● **SUPPLIED MATERIAL**
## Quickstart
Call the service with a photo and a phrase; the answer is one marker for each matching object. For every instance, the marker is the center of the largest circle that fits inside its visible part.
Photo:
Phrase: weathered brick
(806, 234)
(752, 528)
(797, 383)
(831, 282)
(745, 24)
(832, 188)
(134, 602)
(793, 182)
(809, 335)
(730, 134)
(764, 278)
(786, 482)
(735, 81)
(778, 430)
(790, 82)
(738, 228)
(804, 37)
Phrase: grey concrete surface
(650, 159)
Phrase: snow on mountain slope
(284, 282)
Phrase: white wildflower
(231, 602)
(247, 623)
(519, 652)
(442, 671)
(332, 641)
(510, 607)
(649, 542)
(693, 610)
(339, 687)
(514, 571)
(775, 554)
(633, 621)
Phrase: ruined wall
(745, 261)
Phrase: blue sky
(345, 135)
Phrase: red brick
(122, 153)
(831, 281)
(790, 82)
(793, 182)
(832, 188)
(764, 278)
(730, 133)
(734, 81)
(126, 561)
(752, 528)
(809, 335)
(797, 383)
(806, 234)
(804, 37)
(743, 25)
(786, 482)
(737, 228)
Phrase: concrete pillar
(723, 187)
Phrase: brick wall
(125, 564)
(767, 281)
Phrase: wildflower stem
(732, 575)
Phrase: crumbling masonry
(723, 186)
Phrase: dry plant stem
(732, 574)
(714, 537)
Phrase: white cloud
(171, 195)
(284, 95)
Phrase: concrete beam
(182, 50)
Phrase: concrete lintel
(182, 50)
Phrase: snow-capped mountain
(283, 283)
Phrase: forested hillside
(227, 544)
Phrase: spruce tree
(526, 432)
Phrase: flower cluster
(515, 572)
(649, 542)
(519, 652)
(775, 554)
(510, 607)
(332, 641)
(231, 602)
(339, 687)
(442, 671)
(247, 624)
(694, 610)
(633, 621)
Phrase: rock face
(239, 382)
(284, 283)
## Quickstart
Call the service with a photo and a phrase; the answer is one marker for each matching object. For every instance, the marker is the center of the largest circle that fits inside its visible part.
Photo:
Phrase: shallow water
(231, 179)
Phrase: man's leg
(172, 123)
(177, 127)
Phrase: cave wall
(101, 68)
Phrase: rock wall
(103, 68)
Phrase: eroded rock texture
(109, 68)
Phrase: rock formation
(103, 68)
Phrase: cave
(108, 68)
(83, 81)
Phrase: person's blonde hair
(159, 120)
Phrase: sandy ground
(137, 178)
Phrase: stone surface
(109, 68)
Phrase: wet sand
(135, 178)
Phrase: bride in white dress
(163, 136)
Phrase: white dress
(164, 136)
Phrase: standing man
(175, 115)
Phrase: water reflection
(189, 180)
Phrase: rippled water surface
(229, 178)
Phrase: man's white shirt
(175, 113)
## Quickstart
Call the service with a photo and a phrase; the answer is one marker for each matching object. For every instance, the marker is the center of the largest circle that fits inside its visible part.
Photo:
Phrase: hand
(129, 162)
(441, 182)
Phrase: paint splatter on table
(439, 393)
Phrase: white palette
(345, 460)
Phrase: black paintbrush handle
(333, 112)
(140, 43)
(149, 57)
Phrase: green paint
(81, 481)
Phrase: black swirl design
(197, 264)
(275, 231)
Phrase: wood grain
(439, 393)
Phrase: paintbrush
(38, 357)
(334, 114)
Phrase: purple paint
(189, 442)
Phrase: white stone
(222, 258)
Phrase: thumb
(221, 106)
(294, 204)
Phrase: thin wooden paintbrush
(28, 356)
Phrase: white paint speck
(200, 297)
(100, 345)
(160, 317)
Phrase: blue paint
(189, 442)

● **YOUR INSTRUCTIONS**
Take the line that contains "Phrase: thin wooden paintbrush" and every line after it through the end of the listing above, and repeat them exactly.

● **TASK RESULT**
Phrase: thin wooden paintbrush
(28, 356)
Phrase: white paint speck
(200, 297)
(100, 345)
(160, 317)
Phrase: blue paint
(189, 442)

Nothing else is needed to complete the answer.